- _GIVEN TEXT_
────

It Matters Whether Real Estate Income is Active or Passive
It Matters Whether Real Estate Income Active or Passive
June 8, 2023
Why does it matter?
Whether your activity in rental real estate is active or passive matters for what taxes you pay and what income can be offset with losses.
Passive income is not subject to payroll taxes (Medicare and Social Security) and, therefore, does not count towards your social security retirement benefit. All else equal, not paying into social security makes your future retirement benefit smaller. If you have losses in a passive activity, it can only offset other passive income (subject also to “at risk rules”) and any excess losses are carried forward to future years.
The opposite is true for active income but still subject to at risk rules.
The IRS allows an exception to the passive loss rules for taxpayers who “actively participate” in rental real estate activities to deduct up to $25,000 in rental real estate losses against their active income if their modified adjusted gross income is below $100,000 married filing jointly (50% deduction when MAGI is below $150,000).
What is Actively Participate?
To actively participate means to make management decisions such as:
- Approving new tenants
- Deciding on rental terms
- Approving expenditures
Active participation is less stringent than “material participation” that is required to make income active.
So, What Counts as Material Participation?
Generally, rental activities are passive activities even if you materially participated in them. However, if you qualify as a “real estate professional,” rental real estate activities in which you materially participated are active activities. .
You qualify as a real estate professional if you meet both of the following requirements:
- More than half of the personal services you performed in all trades or businesses during the tax year were performed in real property trades or businesses in which you materially participated.
- You performed more than 750 hours of services during the tax year in real property trades or businesses in which you materially participated.
You cannot count personal services performed as an employee in a real property trade or business unless you were a 5% (or higher) owner.
What to Take Away?
The Social Security retirement benefit is often an important part of retirement income. It’s important to know what decisions made today impact the future.
Real estate often requires large investments that have the potential to put a property into a loss. It’s important to know what the loss can offset for other income in that year for proper tax planning.
It's worth noting that tax laws and regulations can change over time, so it's essential to consult with a qualified tax professional or accountant who can provide up-to-date information and guidance on the specific tax implications of real estate investments. They can help navigate the complex tax landscape, optimize deductions, and ensure compliance with applicable tax laws, maximizing the tax benefits and minimizing any potential tax liabilities associated with real estate investments.

────

- _INFORMATION SHOWN_
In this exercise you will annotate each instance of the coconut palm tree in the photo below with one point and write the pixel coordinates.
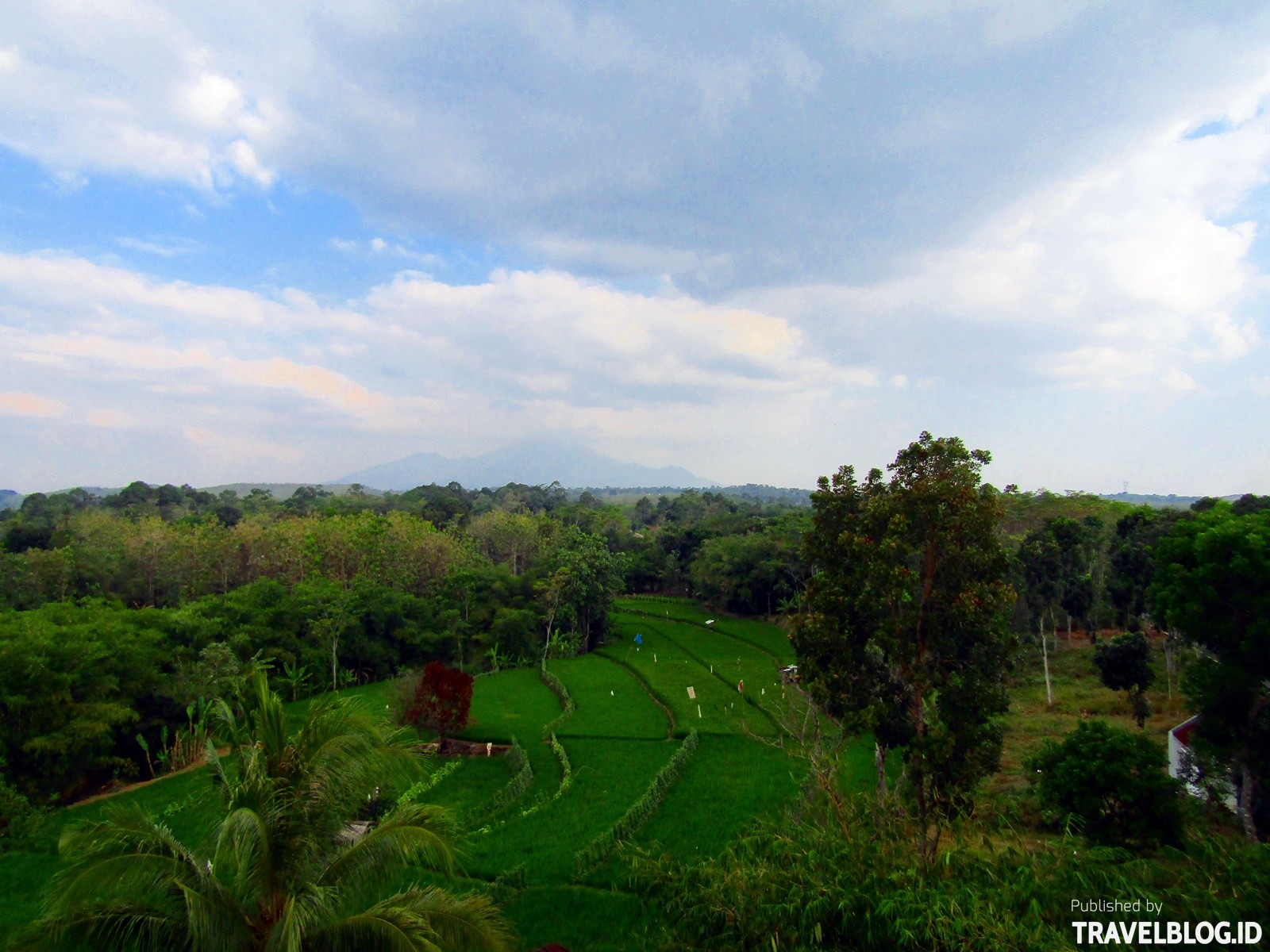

────

- _BRIEF_
Write out, word for word, everything in the article on active and passive real estate income from "It Matters Whether Real Estate Income is" down to "to future years.".

- _ANSWER SPACE_
It Matters Whether Real Estate Income is Active or Passive
It Matters Whether Real Estate Income Active or Passive
June 8, 2023
Why does it matter?
Whether your activity in rental real estate is active or passive matters for what taxes you pay and what income can be offset with losses.
Passive income is not subject to payroll taxes (Medicare and Social Security) and, therefore, does not count towards your social security retirement benefit. All else equal, not paying into social security makes your future retirement benefit smaller. If you have losses in a passive activity, it can only offset other passive income (subject also to “at risk rules”) and any excess losses are carried forward to future years.